**Exercise instructions**:
Quote every line of the records below verbatim, with nothing altered.

** Begin Material for the task **

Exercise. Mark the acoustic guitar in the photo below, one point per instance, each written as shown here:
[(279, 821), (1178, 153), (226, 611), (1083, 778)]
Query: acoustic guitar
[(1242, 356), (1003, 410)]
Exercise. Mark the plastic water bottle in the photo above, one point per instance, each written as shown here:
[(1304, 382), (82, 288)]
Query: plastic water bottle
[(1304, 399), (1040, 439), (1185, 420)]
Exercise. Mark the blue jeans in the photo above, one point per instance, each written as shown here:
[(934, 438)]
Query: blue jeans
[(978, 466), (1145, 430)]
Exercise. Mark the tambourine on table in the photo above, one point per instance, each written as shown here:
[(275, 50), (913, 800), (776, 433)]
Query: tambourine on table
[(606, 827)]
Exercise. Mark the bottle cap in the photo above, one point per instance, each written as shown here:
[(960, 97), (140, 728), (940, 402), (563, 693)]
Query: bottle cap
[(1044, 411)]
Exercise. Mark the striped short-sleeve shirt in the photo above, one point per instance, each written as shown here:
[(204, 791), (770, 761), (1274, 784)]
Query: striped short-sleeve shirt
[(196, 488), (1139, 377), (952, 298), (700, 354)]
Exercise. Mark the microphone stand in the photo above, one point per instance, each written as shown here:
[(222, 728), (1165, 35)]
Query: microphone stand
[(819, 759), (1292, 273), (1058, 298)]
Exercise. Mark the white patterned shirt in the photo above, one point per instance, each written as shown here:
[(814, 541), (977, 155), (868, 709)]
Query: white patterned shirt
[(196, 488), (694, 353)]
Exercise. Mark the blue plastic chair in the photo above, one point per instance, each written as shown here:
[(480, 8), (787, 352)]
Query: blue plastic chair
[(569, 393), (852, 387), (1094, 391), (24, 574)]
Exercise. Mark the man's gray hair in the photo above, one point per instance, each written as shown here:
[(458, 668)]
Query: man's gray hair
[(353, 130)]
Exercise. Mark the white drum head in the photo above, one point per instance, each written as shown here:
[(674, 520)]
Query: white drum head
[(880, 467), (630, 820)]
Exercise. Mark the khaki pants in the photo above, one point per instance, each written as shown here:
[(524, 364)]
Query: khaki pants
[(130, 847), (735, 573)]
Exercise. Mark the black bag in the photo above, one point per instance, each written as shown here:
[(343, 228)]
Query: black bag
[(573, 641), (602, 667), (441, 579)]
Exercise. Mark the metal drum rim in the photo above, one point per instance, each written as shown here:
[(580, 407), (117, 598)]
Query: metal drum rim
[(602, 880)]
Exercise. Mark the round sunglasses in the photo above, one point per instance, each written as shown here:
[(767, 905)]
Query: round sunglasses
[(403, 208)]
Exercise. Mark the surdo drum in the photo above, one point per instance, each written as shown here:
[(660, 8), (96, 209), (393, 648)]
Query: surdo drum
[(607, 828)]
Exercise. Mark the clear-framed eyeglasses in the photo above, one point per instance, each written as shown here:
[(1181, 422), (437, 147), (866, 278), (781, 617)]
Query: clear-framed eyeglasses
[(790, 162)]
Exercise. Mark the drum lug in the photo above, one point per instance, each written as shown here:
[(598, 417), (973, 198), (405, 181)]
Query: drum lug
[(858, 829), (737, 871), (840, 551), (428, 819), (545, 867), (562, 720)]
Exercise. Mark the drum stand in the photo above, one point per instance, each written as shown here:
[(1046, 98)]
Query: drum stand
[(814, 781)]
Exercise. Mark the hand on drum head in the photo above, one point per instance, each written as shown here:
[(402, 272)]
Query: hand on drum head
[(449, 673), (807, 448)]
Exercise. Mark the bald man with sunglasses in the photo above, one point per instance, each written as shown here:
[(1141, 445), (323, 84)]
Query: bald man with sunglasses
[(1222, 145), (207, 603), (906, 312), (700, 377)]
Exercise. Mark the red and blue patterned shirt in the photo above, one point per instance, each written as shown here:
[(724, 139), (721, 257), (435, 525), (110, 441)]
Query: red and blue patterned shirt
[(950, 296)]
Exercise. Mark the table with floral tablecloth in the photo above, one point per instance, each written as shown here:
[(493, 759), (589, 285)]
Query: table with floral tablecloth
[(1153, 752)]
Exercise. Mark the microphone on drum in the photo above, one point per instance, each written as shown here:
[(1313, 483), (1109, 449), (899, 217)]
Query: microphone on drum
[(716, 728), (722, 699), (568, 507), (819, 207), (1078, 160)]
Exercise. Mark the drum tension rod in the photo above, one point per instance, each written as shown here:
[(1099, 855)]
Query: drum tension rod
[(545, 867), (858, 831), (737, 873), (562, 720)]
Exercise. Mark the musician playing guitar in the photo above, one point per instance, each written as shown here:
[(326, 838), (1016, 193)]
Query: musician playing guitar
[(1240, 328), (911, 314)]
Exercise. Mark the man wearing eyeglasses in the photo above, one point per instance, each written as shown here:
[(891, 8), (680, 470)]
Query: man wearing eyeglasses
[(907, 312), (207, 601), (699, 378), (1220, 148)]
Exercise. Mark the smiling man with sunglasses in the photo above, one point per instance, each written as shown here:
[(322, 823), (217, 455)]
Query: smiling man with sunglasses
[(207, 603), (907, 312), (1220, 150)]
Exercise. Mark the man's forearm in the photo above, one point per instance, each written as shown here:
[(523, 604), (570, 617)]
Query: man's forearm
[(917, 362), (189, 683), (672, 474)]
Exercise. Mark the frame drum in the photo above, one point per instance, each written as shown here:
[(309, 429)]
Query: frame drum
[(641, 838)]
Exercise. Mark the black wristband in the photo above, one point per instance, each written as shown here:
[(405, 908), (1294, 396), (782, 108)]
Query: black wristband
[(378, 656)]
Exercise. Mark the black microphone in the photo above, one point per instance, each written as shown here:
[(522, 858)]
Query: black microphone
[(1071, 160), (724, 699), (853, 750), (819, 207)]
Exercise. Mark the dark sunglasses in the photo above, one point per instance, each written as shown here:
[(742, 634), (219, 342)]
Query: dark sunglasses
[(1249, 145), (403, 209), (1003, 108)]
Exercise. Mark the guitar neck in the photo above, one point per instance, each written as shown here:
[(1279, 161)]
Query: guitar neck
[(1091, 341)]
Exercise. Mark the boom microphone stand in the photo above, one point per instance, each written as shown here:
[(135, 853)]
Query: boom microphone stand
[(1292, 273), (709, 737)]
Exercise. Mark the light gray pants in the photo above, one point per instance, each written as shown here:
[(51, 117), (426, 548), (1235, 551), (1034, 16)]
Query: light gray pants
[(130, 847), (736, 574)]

** End Material for the task **

**Finished exercise**:
Exercise. Mark the acoustic guitar in the photo below, one point per instance, each written as shown here:
[(279, 821), (1178, 153), (226, 611), (1083, 778)]
Query: acoustic guitar
[(1242, 356), (1003, 410)]
Exercise. Mark the plastic water bottle in the photo above, one point per instance, each written as shown here:
[(1304, 382), (82, 288)]
Query: plastic water bottle
[(1304, 399), (1040, 439), (1185, 420)]
Exercise. Mark the blue jeans in the photo above, one point per instance, each written as shown here:
[(934, 438)]
Query: blue jeans
[(978, 466), (1145, 430)]
Exercise. Mark the tambourine on table in the photo above, one point per instance, each written as shown here:
[(275, 50), (913, 800), (776, 433)]
Query: tambourine on table
[(606, 827)]
Exercise. Mark the bottle cap in the photo above, one point per instance, each written as shown here:
[(960, 97), (140, 728), (940, 402), (563, 693)]
Query: bottle cap
[(1044, 411)]
Exercise. Mark the striped short-sleeve shirt in the photo above, one point per instance, each written as shown here:
[(204, 791), (770, 761), (1274, 784)]
Query: striped short-sleeve shirt
[(196, 488), (1139, 377), (952, 298), (700, 354)]
Exercise. Mark the microphone stand in the photo above, one point per instance, each written as shown here:
[(222, 728), (1165, 35)]
Query: microphone stand
[(819, 759), (1292, 273), (1058, 298)]
Exercise. Mark the white patterned shirt in the photo above, one point per instance, each written as shown here:
[(814, 541), (977, 155), (868, 709)]
Query: white patterned shirt
[(196, 488), (694, 353)]
Exercise. Mark the blue plastic chair in the photo above, one point per instance, each written as shown here:
[(480, 8), (787, 352)]
Query: blue plastic chair
[(569, 393), (852, 387), (1094, 391), (24, 574)]
Exercise. Mark the man's gray hair in the photo above, one point per instance, each written as shown here:
[(458, 668)]
Query: man's gray hair
[(353, 130)]
Exercise. Mark the white drum head in the photo above, one point per instance, each written as shown here:
[(674, 520)]
Query: white drum head
[(880, 467), (630, 820)]
Exercise. Mark the khaki pants in the photo above, one point per instance, each written as shown here:
[(524, 364)]
Query: khaki pants
[(130, 847), (735, 573)]
Exercise. Mark the black bag in the photo above, one point per instance, each written as shown here:
[(343, 228)]
Query: black bag
[(573, 641), (602, 667), (441, 579)]
Exercise. Mark the metal drum rim in the photo above, one point per instance, each written as shown here:
[(580, 407), (117, 598)]
Query: metal drum rim
[(602, 880)]
Exercise. Mark the round sunglasses in the photo above, one point per instance, each written as shown here:
[(767, 905)]
Query: round sunglasses
[(403, 208)]
Exercise. Mark the surdo drum in the photo above, one point per instance, each written as shown here:
[(660, 8), (96, 209), (393, 648)]
Query: surdo drum
[(607, 828)]
Exercise. Mark the clear-framed eyeglasses in the photo above, one point per instance, each written as shown here:
[(1181, 422), (437, 147), (866, 278), (781, 617)]
Query: clear-framed eyeglasses
[(790, 162)]
Exercise. Mark the drum lug in the photo above, one point per instance, each written as shown here:
[(598, 417), (973, 198), (405, 181)]
Query: drum lug
[(858, 829), (737, 871), (840, 551), (428, 819), (545, 867), (562, 720)]
Exercise. Mark the drum stand in the photo above, one point per instance, each written as shown here:
[(1046, 98)]
Query: drum stand
[(814, 781)]
Exercise. Mark the hand on drum head in the photo above, one point per instance, each written as shown here:
[(402, 272)]
Query: hand on drum head
[(449, 673), (807, 448)]
Exercise. Mark the bald man with sunglasses in the photo above, one point per instance, each written as shown here:
[(1141, 445), (323, 84)]
Query: bald man with sunglasses
[(1222, 145), (207, 603), (906, 312), (700, 377)]
Exercise. Mark the red and blue patterned shirt in the photo above, one point per instance, each written as shown here:
[(724, 139), (721, 257), (435, 525), (110, 441)]
Query: red and blue patterned shirt
[(950, 296)]
Exercise. Mark the table with floral tablecloth in the photo above, one point per instance, each written as shown here:
[(493, 759), (589, 285)]
Query: table with floral tablecloth
[(1153, 752)]
Exercise. Mark the microphone on drum in the photo above, one point per instance, each written as shown here:
[(1313, 483), (1109, 449), (899, 217)]
Query: microphone on drum
[(716, 728), (722, 699), (568, 507), (819, 207), (1078, 160)]
Exercise. Mark the drum tension rod in the photo above, one point per instance, each written as shown here:
[(1099, 855)]
Query: drum tension rod
[(545, 867), (858, 831), (737, 873), (562, 720)]
Exercise. Mark the musician playing guitar in the photo above, one point per instance, each written as shown here:
[(326, 838), (1016, 193)]
Query: musician playing guitar
[(1240, 328), (911, 314)]
Exercise. Mark the man wearing eyeglasses in the photo above, one point per instance, each written as shown here:
[(891, 8), (680, 470)]
Query: man wearing eyeglasses
[(907, 312), (207, 601), (699, 378), (1220, 148)]
Exercise. Mark the smiling man with sunglasses in the photo above, one point per instance, each written as shown here:
[(322, 823), (217, 455)]
Query: smiling man with sunglasses
[(207, 603), (907, 312), (1220, 150)]
Exercise. Mark the man's forearm in the photo above, one point per instance, each written as shown here:
[(523, 604), (570, 617)]
Query: man's forearm
[(917, 362), (189, 683), (672, 474)]
Exercise. Mark the frame drum in the photo above, one point per instance, each written as shown here:
[(309, 429)]
Query: frame drum
[(641, 838)]
Exercise. Mark the black wristband in the photo above, one point per instance, each written as shown here:
[(405, 908), (1294, 396), (782, 108)]
Query: black wristband
[(378, 656)]
Exercise. Mark the black microphone in the photo above, one point per instance, each written as shown here:
[(522, 858)]
Query: black microphone
[(1071, 160), (724, 699), (853, 750), (819, 207)]
Exercise. Mark the dark sunglasses in the photo above, one point per instance, each written as shown here:
[(742, 634), (219, 342)]
Query: dark sunglasses
[(1249, 145), (403, 209), (1003, 108)]
Exercise. Mark the guitar neck in the photo above, one point per instance, each written as shown here:
[(1279, 161)]
Query: guitar neck
[(1091, 341)]
Exercise. Mark the boom microphone stand in the photo above, one point per instance, each written as shown here:
[(135, 853)]
Query: boom microphone stand
[(1292, 273), (709, 737)]
Exercise. Mark the light gray pants in the photo above, one point per instance, each written as shown here:
[(51, 117), (426, 548), (1235, 551), (1034, 16)]
Query: light gray pants
[(130, 847), (736, 574)]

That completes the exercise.